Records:
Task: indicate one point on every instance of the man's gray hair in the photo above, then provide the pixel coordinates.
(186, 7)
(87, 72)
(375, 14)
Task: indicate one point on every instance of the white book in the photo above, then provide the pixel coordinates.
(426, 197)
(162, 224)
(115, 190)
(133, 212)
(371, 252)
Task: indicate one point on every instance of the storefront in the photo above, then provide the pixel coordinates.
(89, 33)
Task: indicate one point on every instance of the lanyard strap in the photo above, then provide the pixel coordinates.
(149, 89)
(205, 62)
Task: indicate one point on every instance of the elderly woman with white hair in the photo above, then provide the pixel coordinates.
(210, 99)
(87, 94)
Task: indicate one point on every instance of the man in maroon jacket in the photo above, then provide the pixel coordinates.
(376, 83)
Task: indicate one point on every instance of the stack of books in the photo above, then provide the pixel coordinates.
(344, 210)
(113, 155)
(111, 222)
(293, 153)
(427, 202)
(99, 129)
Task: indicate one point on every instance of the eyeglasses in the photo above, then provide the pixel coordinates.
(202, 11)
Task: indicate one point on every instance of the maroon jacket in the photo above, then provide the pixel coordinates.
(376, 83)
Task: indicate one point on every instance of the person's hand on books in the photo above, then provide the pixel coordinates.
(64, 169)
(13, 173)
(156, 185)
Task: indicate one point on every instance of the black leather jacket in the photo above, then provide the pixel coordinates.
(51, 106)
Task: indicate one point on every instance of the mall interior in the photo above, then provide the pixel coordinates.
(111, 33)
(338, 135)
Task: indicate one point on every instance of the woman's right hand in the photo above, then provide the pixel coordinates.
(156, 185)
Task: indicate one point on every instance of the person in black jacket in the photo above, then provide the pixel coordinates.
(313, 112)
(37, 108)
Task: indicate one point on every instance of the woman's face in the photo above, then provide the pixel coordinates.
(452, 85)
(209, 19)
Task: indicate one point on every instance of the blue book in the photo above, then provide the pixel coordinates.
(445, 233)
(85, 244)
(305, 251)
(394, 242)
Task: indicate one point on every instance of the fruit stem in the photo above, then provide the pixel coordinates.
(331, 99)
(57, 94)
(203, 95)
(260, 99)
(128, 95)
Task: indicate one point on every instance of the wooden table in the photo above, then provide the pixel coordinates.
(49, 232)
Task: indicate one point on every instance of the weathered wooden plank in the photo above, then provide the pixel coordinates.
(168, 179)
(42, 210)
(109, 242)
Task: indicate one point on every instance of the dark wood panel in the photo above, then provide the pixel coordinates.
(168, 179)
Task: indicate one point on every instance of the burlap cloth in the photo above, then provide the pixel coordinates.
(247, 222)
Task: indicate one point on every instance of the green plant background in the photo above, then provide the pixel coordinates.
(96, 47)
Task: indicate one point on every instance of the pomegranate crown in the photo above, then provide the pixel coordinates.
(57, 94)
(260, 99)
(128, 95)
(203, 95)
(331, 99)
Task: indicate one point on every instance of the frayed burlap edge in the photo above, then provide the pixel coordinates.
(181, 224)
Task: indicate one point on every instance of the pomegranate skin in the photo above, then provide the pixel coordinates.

Written task:
Every entry should be printed again exactly as it stands.

Correct output:
Task: indicate one point on every instance of the man's gray hair in the photo above, then provide the pixel coordinates.
(186, 7)
(87, 72)
(375, 14)
Task: indicate one point on every instance of the white book in the photo above, then provide the pixel coordinates.
(426, 197)
(162, 224)
(115, 190)
(133, 212)
(371, 252)
Task: indicate one point on every instance of the storefront in the photo above, then provide the pixel coordinates.
(89, 33)
Task: indicate one point on every instance of the lanyard strap in the photo above, then provide the pixel coordinates.
(149, 89)
(205, 62)
Task: indicate one point on every instance of the elderly woman with white hair in the photo above, then provide the pixel coordinates.
(210, 99)
(87, 94)
Task: indicate one point on every instance of the man in maroon jacket in the photo above, then provide the pixel coordinates.
(376, 83)
Task: indicate one point on every instance of the stack of books in the photo above, then provide the pixel coordinates.
(344, 210)
(113, 155)
(111, 222)
(293, 153)
(427, 202)
(99, 129)
Task: indicate one point on every instance of the eyeglasses in the photo above, then provide the pixel coordinates.
(202, 11)
Task: indicate one point on every instance of the maroon jacket in the photo above, then provide the pixel coordinates.
(376, 83)
Task: indicate one point on every instance of the person's hand on books in the photo above, then provide the pixel coordinates.
(64, 169)
(13, 173)
(156, 185)
Task: indicate one point on every instance of the black leather jacket in the photo above, then provide the pixel coordinates.
(51, 106)
Task: indicate one point on every instance of the mall interior in the photo above, then provide the pixel coordinates.
(111, 33)
(338, 135)
Task: indicate one point on every instance of the woman's right hand in the photo above, then provide the pixel coordinates.
(156, 185)
Task: indicate one point on every instance of the person in black jacket in the photo above, then provide the pixel coordinates.
(313, 112)
(37, 108)
Task: indicate one point on every instance of the woman's face in the photo above, then provide the pixel coordinates.
(452, 85)
(209, 19)
Task: indicate one point on every instance of the blue book in the photo above, then provide the pixel coordinates.
(445, 233)
(85, 244)
(305, 251)
(394, 242)
Task: indicate one point on every instance of the fruit stem in the photo above, then provide the pixel coordinates.
(331, 99)
(57, 94)
(203, 95)
(260, 99)
(128, 95)
Task: indicate one point on every instance of the wooden table in the photo above, then provide the pixel coordinates.
(49, 232)
Task: indicate one point on every instance of the weathered wooden plank in the photo above, then provide the pixel coordinates.
(168, 179)
(42, 210)
(109, 242)
Task: indicate one point on every instance of the dark wood panel in the photo above, then provide the pixel coordinates.
(168, 179)
Task: indicate one point on every instance of the burlap cloth in the photo above, then provide the pixel coordinates.
(247, 222)
Task: indicate one point on every instance of the green plant background in the photo above, then provide the pixel coordinates.
(96, 47)
Task: indicate one point on every instance of the pomegranate crown in the photo above, then provide the pixel coordinates.
(57, 94)
(260, 99)
(128, 95)
(203, 95)
(331, 99)
Task: indicate one point on every instance of the frayed burlap edge in the photo above, then provide the pixel coordinates.
(181, 224)
Task: indicate one point on every instance of the pomegranate skin in the photo above, then provide the pixel coordinates.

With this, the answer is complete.